The Petrol Excise Tax break is about to end

The price of petrol is about to leap, as the previous government’s temporary halving of the fuel excise tax comes to an end this week. Nobody likes price hikes, but cutting fuel taxes was never the solution to our cost-of-living crisis and has probably done more harm than good.

The cuts helped the well-off but did little to help those most in need, encouraged the use of fossil fuels that hurt our environment and our health, and forced taxpayers to pay for an even greater share of the damage heavy vehicles do to our roads.

The price board at the BP in Camperdown today. The halving of the fuel excise tax comes to an end this week.CREDIT:NICK MOIR

It only lasted for six months, but the cut in fuel excise reduced government revenue by about $3 billion. Anything with a price tag that big – two-thirds of the cost of the childcare subsidy over the same period – needs to help those who need it the most. But the benefits from the excise cut went disproportionately to the wealthy, because the highest-earning 20 per cent of households spend almost three times as much on petrol and diesel as the lowest-earning 20 per cent.

To make matters worse, the fuel tax cuts have reduced the share of road maintenance and construction costs paid by the operators of heavy trucks and buses, which are responsible for more than 98 per cent of wear-and-tear to our roads.

Truck and bus operators are expected to pay for their share of road costs through an annual registration fee and a fuel-based road-user charge, which is collected through the fuel excise tax. But since 2014, federal transport ministers have limited increases in the road user charge, because they were concerned about how the charges were calculated.

Cutting fuel excise reduced the road-user charge by a further 4 cents a litre. It’s now up to taxpayers to cover these costs.

Truck and bus operators are expected to pay for their share of road costs through an annual registration fee and a fuel-based road-user charge, which is collected through the fuel excise tax.CREDIT:SCOTT MCNAUGHTON

And as much as it feels like petrol is expensive at the moment, low taxes on fuel mean Australia has some of the cheapest petrol in the world. In normal times, petrol taxes in New Zealand are almost double Australia’s, and in the UK and France they are more than 60 per cent higher than ours. In late 2021, before the recent price spikes, premium petrol prices in the UK were $A2.65 per litre, compared with $1.80 in Australia.

A consequence of cheap petrol is that Australians buy more gas-guzzling SUVs than almost anywhere in the world. In 2019, 66 per cent of the light vehicles sold in Australia were SUVs and pick-up trucks, compared with 44 per cent globally.

########################################

§ **Exercise**
Repeat the part of the fuel excise article starting with "Cutting fuel excise" and going on through "with $1.80 in Australia.". The material that follows comes from a separate source.

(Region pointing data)
########################################

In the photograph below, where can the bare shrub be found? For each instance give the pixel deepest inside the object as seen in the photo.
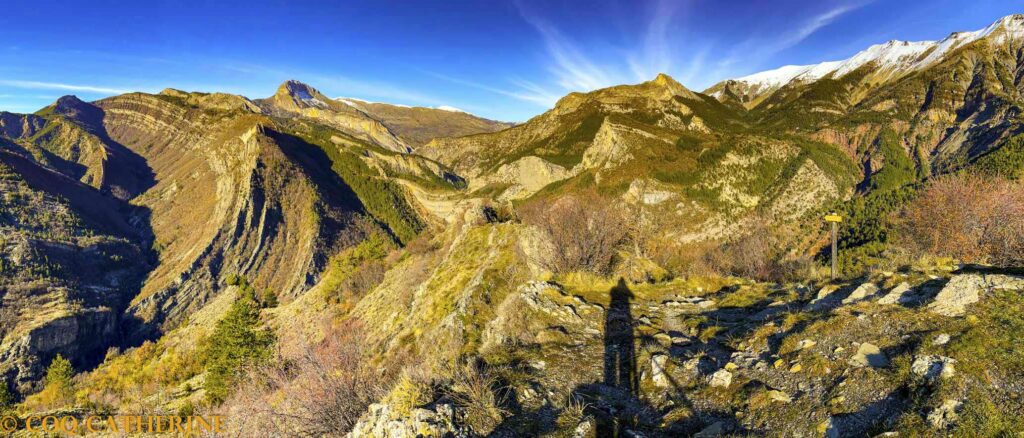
(974, 219)
(477, 392)
(584, 229)
(761, 254)
(311, 390)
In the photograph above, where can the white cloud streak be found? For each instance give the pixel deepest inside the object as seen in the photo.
(35, 85)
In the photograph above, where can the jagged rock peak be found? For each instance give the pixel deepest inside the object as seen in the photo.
(73, 107)
(174, 92)
(297, 89)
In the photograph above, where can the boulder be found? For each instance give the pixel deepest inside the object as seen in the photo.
(779, 396)
(721, 379)
(898, 295)
(715, 430)
(869, 355)
(862, 292)
(657, 370)
(933, 367)
(805, 344)
(944, 415)
(957, 294)
(965, 290)
(381, 421)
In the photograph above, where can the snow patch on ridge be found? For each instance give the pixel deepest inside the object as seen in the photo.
(894, 57)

########################################

§ **Exercise output**
Cutting fuel excise reduced the road-user charge by a further 4 cents a litre. It’s now up to taxpayers to cover these costs.

Truck and bus operators are expected to pay for their share of road costs through an annual registration fee and a fuel-based road-user charge, which is collected through the fuel excise tax.CREDIT:SCOTT MCNAUGHTON

And as much as it feels like petrol is expensive at the moment, low taxes on fuel mean Australia has some of the cheapest petrol in the world. In normal times, petrol taxes in New Zealand are almost double Australia’s, and in the UK and France they are more than 60 per cent higher than ours. In late 2021, before the recent price spikes, premium petrol prices in the UK were $A2.65 per litre, compared with $1.80 in Australia.